-- Begin --

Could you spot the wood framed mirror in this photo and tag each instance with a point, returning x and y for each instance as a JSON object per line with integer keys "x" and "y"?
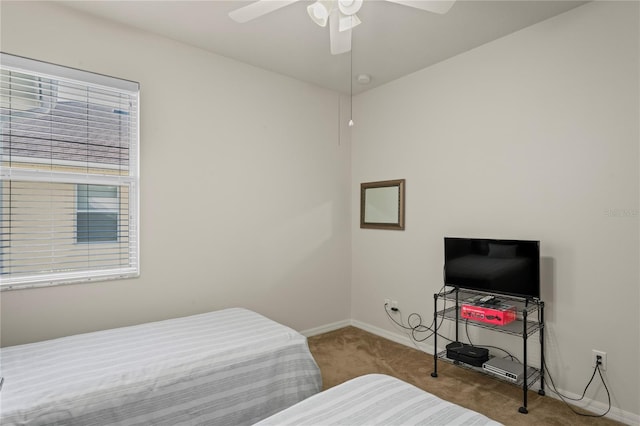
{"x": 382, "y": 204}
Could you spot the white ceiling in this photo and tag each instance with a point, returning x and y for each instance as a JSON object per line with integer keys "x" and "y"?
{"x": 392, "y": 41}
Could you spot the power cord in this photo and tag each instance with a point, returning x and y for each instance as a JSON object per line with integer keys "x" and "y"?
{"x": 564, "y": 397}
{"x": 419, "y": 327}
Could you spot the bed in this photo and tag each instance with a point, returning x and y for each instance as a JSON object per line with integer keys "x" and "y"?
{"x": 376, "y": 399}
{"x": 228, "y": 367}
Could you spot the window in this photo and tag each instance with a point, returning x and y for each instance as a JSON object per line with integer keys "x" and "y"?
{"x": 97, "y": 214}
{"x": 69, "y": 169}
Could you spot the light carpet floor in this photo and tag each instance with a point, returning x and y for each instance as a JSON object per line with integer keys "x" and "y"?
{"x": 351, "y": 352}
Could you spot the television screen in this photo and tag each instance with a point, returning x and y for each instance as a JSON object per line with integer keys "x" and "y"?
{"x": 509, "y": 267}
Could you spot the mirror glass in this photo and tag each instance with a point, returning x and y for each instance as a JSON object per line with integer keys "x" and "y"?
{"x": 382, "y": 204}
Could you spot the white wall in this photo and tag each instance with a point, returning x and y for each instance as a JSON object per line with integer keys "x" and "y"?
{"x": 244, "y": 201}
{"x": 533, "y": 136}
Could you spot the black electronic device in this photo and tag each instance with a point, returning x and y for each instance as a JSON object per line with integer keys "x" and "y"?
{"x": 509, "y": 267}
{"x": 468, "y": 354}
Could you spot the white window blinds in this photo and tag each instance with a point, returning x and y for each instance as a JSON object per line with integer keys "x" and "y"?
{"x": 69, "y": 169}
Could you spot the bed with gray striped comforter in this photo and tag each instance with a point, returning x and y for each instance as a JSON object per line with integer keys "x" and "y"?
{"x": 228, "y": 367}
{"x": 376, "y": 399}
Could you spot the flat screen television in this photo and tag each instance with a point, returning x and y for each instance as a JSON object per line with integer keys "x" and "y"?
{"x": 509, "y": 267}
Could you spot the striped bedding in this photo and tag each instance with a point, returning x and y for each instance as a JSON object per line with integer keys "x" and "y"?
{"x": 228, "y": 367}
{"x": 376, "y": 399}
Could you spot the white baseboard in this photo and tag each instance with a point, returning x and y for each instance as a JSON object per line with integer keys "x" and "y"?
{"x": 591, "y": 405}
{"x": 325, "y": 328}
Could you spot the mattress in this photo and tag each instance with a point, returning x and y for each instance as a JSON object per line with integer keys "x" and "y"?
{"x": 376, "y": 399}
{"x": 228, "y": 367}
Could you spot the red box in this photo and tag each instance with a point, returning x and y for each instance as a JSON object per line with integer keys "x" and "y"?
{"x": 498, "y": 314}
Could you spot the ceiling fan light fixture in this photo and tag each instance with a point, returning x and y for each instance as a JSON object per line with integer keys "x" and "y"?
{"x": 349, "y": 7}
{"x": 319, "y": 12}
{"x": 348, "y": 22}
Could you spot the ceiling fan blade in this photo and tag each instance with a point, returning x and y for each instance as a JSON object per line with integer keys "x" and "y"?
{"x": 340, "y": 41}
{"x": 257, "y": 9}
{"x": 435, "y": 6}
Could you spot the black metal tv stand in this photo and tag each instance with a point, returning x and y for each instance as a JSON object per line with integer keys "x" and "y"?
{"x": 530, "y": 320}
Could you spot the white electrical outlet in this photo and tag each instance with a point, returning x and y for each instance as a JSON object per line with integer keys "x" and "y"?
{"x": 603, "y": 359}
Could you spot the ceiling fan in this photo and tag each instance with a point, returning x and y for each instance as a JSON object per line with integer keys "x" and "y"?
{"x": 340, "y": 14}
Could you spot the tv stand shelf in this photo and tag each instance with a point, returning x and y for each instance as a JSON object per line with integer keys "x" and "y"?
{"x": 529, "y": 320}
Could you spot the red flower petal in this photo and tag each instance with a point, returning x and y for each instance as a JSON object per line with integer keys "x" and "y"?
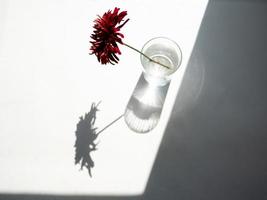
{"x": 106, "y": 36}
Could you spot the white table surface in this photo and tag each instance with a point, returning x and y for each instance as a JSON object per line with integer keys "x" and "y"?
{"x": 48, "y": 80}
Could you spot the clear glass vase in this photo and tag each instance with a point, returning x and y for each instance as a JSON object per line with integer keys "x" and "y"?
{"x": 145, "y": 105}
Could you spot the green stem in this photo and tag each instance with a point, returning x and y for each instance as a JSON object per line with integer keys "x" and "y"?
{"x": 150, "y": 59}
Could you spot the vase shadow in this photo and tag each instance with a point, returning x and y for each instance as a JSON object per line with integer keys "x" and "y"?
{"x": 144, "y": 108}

-- End --
-- Begin --

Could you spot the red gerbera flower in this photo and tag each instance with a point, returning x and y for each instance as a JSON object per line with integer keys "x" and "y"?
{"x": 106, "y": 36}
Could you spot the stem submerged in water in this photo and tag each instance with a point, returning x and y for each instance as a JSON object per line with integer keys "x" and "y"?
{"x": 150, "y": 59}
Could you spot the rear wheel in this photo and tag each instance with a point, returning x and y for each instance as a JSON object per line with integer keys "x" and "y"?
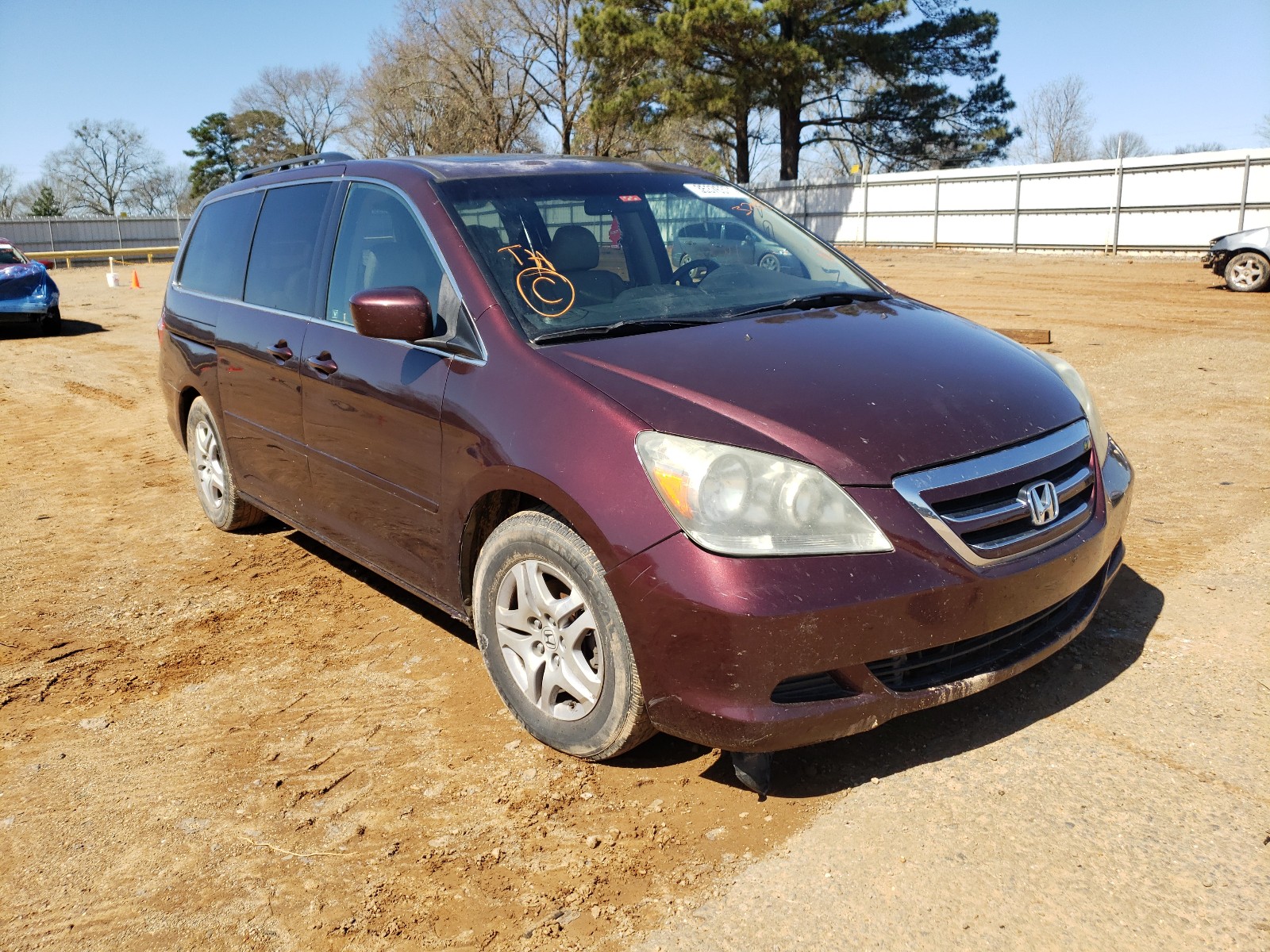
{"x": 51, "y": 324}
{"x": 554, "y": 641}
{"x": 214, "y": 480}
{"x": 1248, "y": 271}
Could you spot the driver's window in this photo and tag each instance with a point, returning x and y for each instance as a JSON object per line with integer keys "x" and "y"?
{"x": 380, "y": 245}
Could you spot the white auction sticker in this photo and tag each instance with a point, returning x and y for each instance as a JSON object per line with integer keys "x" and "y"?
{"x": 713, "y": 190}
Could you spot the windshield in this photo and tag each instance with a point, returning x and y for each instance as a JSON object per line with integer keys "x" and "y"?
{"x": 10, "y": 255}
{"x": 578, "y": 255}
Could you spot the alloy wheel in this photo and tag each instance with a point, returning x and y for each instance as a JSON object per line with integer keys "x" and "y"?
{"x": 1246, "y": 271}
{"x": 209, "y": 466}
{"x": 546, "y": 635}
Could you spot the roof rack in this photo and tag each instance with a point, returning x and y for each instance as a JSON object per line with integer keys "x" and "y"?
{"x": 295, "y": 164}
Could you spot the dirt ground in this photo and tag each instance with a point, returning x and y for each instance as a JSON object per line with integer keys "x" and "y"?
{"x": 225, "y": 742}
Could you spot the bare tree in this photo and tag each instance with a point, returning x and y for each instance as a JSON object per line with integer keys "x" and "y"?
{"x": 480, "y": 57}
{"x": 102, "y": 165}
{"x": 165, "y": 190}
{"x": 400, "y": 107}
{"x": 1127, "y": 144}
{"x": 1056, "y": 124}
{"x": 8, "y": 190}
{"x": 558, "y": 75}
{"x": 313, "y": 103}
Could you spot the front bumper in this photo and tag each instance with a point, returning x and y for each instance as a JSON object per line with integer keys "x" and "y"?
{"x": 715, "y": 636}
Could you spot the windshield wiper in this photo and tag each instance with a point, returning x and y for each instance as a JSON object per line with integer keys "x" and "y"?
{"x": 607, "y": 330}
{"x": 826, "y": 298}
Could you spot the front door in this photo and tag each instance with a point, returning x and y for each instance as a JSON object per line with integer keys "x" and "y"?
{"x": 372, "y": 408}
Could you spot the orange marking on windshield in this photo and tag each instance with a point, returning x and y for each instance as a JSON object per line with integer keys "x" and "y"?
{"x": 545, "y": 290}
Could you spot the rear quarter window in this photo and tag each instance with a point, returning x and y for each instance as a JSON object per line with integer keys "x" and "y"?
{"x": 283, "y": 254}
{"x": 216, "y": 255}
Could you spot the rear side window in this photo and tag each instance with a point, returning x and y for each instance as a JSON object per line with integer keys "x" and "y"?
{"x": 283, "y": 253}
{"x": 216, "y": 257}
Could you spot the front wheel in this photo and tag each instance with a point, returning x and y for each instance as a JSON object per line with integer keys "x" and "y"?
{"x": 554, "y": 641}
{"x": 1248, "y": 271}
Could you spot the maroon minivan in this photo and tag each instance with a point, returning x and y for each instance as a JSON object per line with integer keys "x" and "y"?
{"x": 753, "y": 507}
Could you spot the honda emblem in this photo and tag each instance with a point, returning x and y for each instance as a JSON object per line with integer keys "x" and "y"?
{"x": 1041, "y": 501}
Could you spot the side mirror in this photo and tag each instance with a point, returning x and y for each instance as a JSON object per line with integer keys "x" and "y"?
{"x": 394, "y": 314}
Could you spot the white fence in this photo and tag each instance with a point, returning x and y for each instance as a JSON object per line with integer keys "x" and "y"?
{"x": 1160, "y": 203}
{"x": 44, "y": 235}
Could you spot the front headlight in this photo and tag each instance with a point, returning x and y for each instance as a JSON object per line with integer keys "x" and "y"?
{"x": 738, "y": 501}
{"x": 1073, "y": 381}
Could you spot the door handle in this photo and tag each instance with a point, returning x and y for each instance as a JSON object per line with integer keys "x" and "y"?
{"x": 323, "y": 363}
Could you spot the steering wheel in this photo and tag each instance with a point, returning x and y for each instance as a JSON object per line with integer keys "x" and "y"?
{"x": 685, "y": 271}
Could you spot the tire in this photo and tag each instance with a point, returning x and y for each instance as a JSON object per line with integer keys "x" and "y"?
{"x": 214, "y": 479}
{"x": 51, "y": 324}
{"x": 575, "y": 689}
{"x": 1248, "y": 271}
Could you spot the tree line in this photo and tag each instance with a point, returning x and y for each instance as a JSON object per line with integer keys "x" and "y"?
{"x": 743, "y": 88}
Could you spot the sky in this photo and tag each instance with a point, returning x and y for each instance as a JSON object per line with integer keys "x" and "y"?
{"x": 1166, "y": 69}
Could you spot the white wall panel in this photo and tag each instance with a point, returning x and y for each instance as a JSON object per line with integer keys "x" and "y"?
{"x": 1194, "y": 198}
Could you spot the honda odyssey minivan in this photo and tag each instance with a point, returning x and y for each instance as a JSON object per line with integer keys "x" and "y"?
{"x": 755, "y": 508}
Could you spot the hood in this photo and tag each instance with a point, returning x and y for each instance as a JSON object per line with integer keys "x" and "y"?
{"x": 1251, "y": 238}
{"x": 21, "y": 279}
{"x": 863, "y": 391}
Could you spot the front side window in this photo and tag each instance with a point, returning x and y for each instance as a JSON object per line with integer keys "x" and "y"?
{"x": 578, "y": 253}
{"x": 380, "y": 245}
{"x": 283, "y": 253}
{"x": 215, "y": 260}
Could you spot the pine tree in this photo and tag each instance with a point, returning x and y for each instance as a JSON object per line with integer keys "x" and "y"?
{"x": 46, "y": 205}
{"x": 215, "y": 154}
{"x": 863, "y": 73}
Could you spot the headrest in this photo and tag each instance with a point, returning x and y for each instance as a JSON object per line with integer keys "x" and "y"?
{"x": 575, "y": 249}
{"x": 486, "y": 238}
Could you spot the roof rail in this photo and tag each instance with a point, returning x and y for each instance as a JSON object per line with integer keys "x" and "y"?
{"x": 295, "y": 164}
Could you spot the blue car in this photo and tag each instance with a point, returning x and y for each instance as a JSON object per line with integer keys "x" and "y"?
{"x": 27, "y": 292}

-- End --

EXERCISE REQUIREMENTS: Which lines above contain the word "window"? Show each one in full.

EXPECTED OUTPUT:
Could you spot the window in this photo and tag each instance with a point, returning x and y for each instance as a JSON object per line with integer keys "x" and "y"?
Could you spot the white window blinds in this photo and tag each instance with a point, returning x and y for each instance as a JSON object per line with integer keys "x" and "y"?
Could you spot the driver's window in this photo and tag each instance with a point, returning x and y for each instance as a JSON object per line with integer keys "x" and "y"?
Could you spot the rear quarter window in this photo and tag each instance with a point, returning x and y for each instance as a JSON object per line with integer keys "x" and "y"?
Could you spot the rear side window in this photo and tag each instance with a point, returning x and y for each instance as a JSON object per line with integer keys "x" and "y"?
Could you spot the front side window in this photo and tag each instance with a point, returning x and y for each instance as a JSON object per line with integer keys "x" and "y"?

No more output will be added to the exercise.